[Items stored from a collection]
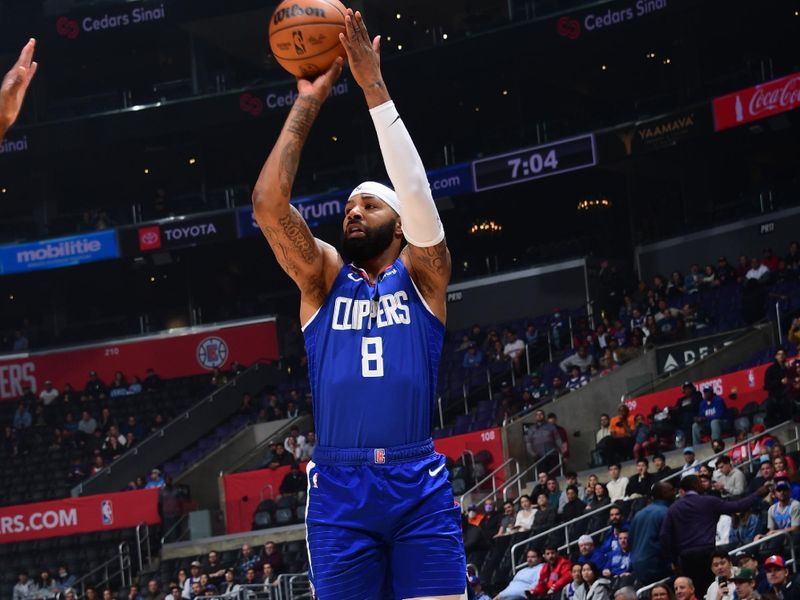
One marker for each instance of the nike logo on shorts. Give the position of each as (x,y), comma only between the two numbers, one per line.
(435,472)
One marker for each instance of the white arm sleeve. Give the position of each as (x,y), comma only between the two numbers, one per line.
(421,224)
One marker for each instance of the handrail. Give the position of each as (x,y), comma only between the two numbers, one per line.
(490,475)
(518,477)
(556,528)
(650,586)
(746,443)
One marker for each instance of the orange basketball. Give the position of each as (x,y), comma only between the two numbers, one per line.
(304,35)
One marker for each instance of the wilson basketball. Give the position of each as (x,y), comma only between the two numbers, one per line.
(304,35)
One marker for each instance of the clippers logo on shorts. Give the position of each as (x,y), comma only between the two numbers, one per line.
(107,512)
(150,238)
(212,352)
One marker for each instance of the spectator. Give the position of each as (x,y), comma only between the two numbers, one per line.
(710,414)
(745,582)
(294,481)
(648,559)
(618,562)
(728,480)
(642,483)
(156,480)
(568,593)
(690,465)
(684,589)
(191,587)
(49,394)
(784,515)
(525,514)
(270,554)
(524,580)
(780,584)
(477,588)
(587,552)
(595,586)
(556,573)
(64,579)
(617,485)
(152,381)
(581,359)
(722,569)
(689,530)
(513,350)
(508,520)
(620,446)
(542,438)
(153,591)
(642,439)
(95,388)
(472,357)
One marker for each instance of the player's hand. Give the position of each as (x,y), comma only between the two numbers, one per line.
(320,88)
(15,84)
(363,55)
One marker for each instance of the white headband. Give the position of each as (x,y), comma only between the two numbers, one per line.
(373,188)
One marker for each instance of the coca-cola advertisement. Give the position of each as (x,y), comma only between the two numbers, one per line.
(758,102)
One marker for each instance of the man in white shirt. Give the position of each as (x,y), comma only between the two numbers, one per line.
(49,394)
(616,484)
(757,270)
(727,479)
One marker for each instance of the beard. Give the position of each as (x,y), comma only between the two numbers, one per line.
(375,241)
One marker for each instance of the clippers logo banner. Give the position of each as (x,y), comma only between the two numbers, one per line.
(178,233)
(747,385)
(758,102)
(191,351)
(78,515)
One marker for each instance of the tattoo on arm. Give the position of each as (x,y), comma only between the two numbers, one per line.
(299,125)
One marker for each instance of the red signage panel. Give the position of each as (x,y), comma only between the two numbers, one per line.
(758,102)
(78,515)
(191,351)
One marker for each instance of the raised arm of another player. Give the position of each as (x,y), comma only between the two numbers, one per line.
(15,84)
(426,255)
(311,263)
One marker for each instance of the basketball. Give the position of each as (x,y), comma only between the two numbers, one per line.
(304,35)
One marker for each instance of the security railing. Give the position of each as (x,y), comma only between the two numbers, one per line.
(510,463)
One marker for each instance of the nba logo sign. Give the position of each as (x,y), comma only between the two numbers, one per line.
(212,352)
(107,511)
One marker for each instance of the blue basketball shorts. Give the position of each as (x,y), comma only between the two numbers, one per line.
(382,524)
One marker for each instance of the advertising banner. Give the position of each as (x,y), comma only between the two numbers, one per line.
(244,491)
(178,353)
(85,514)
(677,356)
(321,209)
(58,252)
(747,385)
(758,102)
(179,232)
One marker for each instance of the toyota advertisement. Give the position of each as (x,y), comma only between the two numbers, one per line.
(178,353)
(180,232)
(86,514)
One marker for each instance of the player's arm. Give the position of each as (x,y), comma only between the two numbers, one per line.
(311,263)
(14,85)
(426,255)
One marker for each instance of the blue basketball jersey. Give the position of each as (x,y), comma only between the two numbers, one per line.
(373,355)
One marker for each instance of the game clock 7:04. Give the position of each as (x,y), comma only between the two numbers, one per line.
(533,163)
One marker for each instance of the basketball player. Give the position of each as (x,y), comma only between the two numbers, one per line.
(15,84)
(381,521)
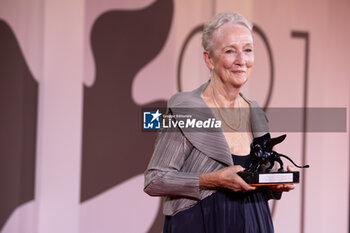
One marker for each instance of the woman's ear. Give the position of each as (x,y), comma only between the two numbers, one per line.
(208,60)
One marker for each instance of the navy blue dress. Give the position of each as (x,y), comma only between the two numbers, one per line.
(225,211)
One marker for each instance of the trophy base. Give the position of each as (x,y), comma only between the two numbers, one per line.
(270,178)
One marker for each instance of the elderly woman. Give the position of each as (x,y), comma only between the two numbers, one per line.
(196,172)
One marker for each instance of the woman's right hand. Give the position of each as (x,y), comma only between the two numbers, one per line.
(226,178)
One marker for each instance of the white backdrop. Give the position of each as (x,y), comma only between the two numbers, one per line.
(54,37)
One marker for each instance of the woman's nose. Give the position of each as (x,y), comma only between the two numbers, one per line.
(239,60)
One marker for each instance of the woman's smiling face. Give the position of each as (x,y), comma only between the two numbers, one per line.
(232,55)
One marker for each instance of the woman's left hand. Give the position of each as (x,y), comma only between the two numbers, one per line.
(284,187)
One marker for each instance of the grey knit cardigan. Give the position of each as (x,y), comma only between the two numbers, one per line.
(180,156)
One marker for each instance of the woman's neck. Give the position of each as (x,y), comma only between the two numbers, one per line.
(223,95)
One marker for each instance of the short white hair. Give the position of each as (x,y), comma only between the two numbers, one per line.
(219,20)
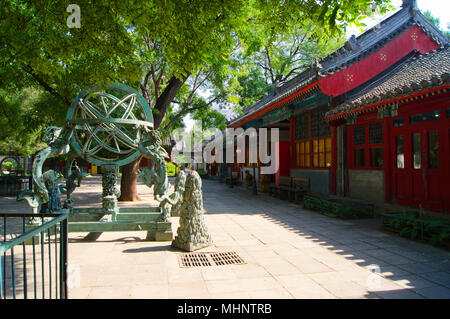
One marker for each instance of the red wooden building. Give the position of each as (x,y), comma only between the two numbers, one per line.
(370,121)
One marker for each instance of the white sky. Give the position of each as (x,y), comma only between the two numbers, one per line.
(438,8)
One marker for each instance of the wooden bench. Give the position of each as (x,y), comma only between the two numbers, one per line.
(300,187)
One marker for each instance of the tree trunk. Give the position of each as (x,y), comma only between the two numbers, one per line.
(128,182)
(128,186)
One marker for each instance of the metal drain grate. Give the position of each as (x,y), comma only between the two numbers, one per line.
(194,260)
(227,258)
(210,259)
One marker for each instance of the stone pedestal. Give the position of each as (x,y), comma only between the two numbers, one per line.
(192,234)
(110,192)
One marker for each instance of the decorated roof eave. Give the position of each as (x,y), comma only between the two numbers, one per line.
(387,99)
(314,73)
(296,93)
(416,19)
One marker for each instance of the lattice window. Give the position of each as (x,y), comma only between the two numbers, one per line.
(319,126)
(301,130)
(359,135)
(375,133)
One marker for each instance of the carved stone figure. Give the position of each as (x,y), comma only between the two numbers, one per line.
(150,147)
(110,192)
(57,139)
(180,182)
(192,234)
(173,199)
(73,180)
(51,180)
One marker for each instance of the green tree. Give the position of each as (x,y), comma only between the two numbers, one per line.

---

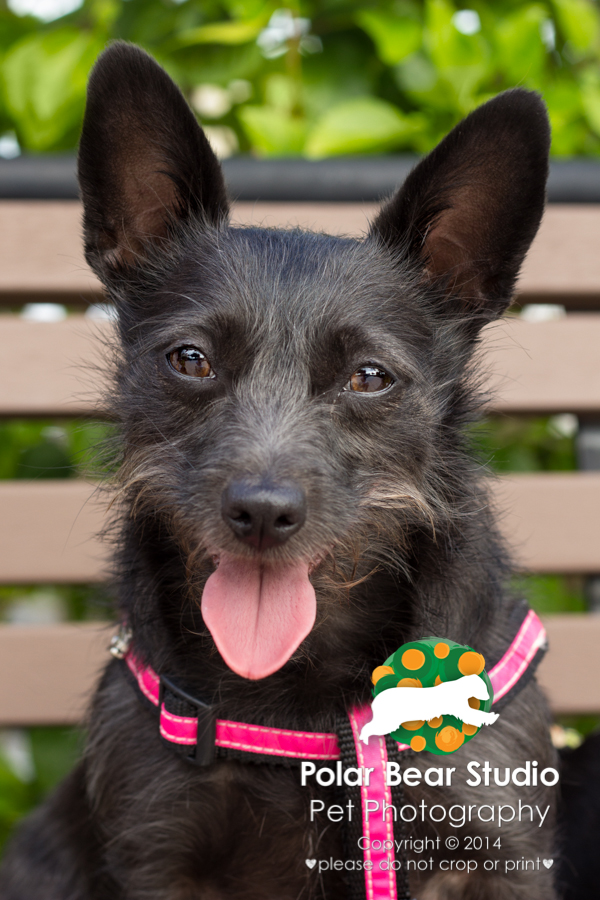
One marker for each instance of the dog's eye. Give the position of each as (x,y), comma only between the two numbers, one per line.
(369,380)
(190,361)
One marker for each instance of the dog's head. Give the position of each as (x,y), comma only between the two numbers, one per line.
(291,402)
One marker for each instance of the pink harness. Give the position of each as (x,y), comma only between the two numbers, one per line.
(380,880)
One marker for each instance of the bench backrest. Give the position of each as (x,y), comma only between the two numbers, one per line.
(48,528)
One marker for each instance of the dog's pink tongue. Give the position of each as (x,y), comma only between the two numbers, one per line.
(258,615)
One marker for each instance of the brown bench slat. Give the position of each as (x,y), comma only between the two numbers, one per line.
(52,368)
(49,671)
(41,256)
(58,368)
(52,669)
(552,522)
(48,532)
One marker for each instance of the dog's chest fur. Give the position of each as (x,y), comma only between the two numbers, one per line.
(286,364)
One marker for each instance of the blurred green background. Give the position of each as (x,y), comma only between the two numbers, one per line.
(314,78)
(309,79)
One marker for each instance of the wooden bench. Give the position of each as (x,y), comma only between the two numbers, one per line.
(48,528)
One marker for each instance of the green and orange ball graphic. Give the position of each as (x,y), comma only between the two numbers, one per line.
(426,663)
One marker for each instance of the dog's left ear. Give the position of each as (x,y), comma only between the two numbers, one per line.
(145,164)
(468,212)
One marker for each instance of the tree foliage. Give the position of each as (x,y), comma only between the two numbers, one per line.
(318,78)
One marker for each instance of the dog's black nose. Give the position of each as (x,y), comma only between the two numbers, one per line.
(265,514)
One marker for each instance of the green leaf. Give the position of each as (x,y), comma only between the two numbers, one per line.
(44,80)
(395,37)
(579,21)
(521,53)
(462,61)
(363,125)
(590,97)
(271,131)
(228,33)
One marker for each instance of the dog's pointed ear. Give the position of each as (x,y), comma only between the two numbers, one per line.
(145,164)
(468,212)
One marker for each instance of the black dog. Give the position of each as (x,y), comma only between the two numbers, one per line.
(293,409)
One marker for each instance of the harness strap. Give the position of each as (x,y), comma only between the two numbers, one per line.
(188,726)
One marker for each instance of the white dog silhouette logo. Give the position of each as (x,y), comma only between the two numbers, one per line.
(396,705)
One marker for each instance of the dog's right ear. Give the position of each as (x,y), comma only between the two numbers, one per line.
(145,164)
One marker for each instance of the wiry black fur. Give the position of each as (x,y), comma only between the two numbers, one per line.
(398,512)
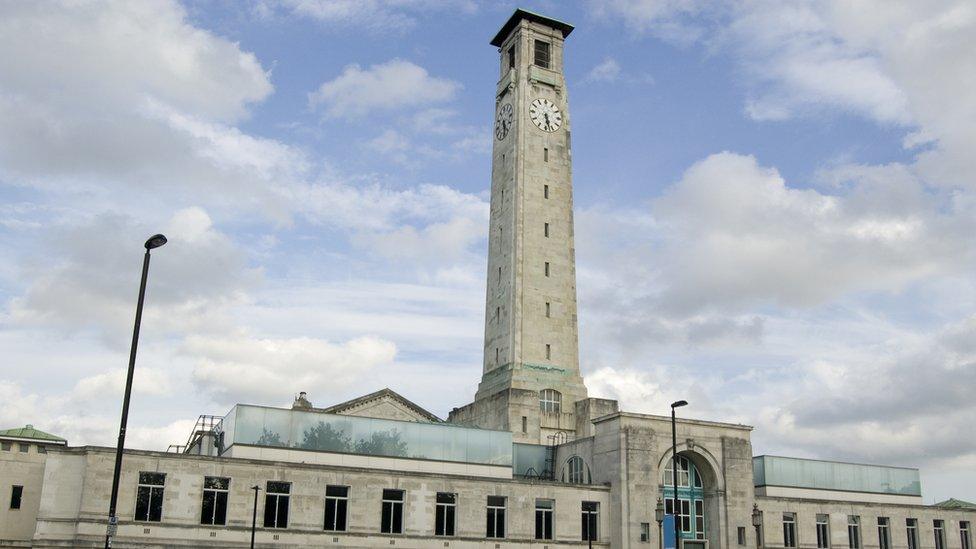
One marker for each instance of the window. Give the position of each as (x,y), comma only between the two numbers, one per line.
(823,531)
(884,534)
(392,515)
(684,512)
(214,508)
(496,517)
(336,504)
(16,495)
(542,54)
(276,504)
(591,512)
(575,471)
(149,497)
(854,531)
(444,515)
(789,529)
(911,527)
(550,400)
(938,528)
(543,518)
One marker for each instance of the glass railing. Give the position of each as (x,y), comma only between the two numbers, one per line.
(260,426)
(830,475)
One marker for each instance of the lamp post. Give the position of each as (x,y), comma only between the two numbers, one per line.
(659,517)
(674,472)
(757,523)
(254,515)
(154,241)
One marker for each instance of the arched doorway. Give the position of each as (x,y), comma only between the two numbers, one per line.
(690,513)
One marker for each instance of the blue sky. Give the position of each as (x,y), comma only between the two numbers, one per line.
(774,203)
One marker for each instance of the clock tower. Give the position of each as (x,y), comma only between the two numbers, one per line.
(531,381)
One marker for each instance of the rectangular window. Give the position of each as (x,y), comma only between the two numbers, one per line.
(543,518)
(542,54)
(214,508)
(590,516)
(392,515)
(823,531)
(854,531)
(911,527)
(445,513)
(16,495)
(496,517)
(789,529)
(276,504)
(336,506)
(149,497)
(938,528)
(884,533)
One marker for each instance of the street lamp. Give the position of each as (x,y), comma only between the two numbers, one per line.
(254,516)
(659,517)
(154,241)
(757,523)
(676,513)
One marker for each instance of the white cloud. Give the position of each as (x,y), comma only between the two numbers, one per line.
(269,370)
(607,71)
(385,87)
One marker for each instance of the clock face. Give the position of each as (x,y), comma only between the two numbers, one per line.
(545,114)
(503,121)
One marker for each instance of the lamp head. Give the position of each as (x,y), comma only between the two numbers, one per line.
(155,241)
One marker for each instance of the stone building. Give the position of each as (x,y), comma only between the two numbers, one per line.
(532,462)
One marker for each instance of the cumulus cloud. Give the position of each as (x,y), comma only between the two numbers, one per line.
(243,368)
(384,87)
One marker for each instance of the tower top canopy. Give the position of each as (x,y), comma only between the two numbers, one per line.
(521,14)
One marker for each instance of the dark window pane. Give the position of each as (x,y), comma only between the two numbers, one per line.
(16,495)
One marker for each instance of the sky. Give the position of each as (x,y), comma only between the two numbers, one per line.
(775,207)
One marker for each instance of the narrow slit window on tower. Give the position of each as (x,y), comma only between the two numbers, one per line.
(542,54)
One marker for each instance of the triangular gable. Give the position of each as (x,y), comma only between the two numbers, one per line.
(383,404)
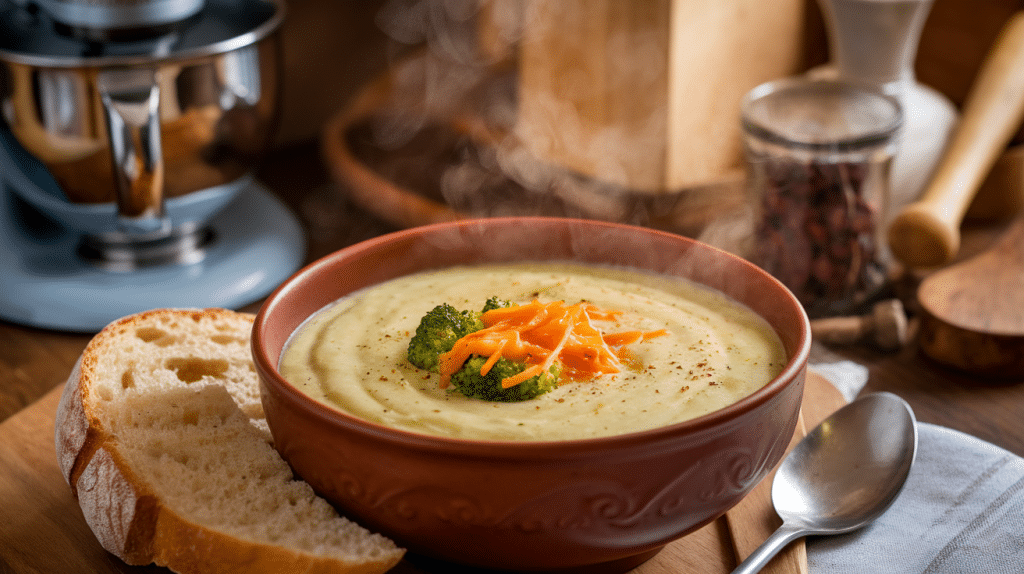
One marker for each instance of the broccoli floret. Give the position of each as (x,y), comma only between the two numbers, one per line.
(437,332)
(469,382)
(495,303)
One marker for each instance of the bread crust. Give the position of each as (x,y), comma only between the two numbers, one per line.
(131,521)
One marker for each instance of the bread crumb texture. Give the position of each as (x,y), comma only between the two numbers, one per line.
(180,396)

==

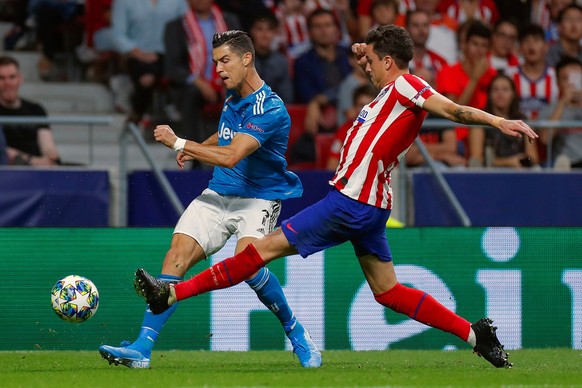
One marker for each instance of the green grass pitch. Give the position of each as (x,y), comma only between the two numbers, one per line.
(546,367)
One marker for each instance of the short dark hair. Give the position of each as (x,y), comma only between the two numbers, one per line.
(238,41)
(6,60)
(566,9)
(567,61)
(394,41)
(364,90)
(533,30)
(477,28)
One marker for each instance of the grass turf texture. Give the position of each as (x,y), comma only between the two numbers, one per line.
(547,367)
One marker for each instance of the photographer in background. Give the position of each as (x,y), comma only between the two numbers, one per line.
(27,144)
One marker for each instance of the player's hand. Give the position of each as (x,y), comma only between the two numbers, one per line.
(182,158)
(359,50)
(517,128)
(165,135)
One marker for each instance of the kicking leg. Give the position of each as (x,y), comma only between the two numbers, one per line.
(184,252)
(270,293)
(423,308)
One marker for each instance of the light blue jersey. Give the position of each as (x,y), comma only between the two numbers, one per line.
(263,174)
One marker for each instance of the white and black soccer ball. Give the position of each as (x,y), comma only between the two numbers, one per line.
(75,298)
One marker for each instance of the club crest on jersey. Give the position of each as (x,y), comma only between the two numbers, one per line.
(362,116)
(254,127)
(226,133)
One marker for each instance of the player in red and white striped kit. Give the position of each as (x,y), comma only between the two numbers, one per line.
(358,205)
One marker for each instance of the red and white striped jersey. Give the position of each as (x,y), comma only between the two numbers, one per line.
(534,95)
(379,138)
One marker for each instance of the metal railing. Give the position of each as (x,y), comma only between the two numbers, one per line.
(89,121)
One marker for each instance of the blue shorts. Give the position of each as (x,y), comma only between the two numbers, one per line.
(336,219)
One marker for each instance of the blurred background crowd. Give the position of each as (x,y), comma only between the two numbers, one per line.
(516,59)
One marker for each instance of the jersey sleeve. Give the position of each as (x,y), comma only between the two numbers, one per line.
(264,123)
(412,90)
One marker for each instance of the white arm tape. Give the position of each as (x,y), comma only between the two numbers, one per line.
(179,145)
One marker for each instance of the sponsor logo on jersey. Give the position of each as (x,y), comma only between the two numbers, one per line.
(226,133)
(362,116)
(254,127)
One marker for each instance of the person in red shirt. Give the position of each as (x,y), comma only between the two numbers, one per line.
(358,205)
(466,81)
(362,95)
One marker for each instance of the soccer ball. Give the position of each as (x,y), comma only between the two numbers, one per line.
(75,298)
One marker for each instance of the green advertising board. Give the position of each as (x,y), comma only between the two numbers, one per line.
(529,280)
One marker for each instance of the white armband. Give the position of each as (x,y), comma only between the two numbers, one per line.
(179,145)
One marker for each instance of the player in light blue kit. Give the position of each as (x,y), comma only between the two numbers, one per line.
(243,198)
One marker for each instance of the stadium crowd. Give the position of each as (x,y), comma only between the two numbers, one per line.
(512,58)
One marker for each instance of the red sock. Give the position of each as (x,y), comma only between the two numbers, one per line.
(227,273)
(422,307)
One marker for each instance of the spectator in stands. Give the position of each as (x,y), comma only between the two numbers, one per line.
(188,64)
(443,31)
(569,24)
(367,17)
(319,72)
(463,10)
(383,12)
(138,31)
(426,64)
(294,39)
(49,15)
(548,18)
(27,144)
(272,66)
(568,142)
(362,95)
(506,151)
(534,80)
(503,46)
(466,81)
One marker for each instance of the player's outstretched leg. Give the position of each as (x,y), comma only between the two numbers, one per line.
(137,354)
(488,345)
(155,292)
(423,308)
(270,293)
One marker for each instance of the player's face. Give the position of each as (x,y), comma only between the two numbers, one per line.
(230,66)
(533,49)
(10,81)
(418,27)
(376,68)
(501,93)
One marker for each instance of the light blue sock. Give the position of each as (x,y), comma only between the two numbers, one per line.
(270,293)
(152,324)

- **What is needed**
Pick out every line in the items above that contains the word "woman", and copy each one.

- **Exercise result**
One marker for each instance of the woman's ear. Give the position of each as (x,y), comma only between the two numbers, one per line.
One marker for each instance of the elderly woman. Give the position of each as (x,y), comma only between the two numbers, one per line.
One marker for each instance of the woman's right hand. Give the position of each as (x,y), comma only between the two numbers, one per line.
One marker for each instance of the woman's nose. Give the position of each as (x,y), comma only between the two numbers, one per line.
One marker for each instance of the woman's smiling face. Give the position of each as (x,y), comma only between the two numbers, one per line.
One marker for each instance of the woman's left hand. Give the position of each as (x,y), comma only between the two numbers, one per line.
One marker for each instance of the woman's neck. Give the position of each as (x,y), comma only between the two numbers, one per line.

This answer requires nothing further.